# Material shown:

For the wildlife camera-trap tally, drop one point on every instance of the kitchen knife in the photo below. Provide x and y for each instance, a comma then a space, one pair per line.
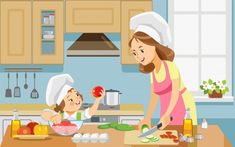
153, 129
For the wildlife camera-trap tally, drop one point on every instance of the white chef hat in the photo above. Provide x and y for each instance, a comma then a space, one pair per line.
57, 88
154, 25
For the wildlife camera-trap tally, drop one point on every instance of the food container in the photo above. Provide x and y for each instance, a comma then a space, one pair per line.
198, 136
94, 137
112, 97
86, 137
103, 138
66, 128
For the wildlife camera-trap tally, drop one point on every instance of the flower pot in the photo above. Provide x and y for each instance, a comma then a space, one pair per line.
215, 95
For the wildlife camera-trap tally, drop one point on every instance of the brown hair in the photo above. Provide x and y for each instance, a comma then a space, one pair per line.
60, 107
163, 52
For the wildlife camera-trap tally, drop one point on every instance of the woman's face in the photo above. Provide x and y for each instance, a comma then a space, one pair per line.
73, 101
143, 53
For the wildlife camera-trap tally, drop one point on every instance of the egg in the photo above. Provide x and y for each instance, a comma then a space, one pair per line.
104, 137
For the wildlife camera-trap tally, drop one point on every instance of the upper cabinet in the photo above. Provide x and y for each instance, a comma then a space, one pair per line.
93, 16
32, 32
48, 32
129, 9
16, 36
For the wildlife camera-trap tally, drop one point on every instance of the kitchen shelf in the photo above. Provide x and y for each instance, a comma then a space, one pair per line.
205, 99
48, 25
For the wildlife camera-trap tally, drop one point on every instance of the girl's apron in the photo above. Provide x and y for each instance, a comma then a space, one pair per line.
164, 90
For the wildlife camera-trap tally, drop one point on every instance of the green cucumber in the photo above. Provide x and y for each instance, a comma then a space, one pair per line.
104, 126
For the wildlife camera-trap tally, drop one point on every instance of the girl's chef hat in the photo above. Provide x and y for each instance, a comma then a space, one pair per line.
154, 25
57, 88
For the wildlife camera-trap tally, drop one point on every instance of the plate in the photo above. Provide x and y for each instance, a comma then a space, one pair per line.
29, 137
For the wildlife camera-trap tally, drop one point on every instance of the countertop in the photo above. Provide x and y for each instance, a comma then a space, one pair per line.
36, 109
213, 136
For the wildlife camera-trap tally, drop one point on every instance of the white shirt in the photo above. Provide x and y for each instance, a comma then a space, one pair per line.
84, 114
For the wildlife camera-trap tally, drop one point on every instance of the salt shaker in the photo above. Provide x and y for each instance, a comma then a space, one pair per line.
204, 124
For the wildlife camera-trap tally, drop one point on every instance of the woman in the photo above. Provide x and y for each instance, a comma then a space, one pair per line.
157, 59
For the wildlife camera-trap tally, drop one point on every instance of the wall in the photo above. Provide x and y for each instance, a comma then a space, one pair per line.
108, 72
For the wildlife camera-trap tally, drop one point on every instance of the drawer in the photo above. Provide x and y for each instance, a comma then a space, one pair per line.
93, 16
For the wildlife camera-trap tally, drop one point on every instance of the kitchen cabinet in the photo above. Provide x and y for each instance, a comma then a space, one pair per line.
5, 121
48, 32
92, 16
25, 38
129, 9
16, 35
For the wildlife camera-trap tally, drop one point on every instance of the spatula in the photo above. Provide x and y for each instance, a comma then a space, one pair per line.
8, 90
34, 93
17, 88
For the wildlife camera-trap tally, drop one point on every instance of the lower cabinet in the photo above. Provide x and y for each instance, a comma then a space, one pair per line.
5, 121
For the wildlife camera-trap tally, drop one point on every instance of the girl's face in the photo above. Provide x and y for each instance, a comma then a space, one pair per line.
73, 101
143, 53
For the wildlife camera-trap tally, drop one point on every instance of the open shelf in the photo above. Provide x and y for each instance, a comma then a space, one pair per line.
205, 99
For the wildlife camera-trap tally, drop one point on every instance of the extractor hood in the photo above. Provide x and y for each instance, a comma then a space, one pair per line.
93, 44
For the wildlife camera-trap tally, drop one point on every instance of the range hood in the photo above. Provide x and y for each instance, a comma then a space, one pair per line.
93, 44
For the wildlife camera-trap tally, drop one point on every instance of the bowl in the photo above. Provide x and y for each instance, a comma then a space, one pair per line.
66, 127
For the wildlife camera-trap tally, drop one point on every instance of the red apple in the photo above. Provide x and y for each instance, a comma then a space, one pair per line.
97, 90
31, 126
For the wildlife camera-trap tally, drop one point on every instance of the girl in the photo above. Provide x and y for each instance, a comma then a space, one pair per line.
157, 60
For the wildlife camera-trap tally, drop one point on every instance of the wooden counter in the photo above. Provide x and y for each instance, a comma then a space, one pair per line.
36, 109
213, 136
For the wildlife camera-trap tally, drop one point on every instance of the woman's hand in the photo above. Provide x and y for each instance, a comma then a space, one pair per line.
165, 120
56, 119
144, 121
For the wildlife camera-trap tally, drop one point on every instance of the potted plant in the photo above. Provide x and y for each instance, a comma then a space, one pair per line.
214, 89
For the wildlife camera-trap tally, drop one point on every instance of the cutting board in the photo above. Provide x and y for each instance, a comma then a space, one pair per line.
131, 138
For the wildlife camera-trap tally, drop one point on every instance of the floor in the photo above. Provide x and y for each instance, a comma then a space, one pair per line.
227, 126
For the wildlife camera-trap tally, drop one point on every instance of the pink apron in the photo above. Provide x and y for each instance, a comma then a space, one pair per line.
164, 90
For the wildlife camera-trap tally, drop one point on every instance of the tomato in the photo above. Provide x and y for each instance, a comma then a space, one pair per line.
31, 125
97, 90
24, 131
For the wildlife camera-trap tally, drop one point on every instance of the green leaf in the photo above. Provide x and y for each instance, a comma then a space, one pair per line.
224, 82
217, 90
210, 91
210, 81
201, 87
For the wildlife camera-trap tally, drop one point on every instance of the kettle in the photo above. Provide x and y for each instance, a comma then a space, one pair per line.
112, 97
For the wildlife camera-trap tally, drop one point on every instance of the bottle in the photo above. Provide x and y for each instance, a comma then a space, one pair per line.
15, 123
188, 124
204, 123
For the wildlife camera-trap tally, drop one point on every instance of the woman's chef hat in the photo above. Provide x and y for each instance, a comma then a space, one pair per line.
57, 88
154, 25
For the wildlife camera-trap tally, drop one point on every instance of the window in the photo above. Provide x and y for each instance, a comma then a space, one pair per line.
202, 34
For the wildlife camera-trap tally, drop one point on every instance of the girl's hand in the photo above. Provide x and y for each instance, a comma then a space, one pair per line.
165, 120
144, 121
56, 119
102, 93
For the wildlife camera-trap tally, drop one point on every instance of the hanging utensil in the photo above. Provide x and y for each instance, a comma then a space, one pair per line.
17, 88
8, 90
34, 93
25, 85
---
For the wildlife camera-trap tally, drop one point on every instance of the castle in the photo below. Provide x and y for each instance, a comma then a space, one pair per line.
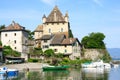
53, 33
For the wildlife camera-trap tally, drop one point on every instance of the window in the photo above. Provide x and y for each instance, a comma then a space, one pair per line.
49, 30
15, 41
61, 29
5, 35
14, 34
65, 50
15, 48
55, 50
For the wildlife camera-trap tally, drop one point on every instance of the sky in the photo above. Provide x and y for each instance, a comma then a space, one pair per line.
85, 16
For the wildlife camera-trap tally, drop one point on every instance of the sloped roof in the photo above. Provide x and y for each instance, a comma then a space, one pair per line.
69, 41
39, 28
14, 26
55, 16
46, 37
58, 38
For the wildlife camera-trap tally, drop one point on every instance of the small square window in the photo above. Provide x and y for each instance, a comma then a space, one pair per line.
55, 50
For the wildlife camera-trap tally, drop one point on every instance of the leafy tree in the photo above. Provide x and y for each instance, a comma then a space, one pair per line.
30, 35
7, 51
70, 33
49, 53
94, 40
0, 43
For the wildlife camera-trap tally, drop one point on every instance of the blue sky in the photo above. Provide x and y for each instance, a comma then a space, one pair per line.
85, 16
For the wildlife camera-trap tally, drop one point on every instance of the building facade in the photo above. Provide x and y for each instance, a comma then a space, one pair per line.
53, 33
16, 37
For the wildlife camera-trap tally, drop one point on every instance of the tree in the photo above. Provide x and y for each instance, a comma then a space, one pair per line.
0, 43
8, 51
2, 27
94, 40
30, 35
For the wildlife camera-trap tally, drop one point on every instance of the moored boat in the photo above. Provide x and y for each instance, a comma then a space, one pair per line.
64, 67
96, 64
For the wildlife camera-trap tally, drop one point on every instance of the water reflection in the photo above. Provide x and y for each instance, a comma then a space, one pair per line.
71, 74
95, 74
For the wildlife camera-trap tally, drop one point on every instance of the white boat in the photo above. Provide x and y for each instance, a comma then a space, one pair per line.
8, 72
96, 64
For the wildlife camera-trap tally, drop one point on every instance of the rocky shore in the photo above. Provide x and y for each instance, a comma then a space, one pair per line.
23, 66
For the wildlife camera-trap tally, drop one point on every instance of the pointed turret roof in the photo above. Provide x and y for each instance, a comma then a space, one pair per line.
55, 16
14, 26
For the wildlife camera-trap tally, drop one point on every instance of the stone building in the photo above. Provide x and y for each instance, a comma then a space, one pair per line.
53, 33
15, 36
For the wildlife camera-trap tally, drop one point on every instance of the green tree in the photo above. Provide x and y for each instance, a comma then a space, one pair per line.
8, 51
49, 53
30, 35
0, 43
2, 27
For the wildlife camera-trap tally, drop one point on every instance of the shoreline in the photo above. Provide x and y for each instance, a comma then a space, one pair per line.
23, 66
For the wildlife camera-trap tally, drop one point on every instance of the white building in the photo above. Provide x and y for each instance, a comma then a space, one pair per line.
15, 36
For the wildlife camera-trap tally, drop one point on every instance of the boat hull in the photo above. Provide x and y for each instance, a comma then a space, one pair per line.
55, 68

# Instructions to follow:
State how many lines of the data above contain the string "white", with case counting, and give only the number.

# Correct response:
4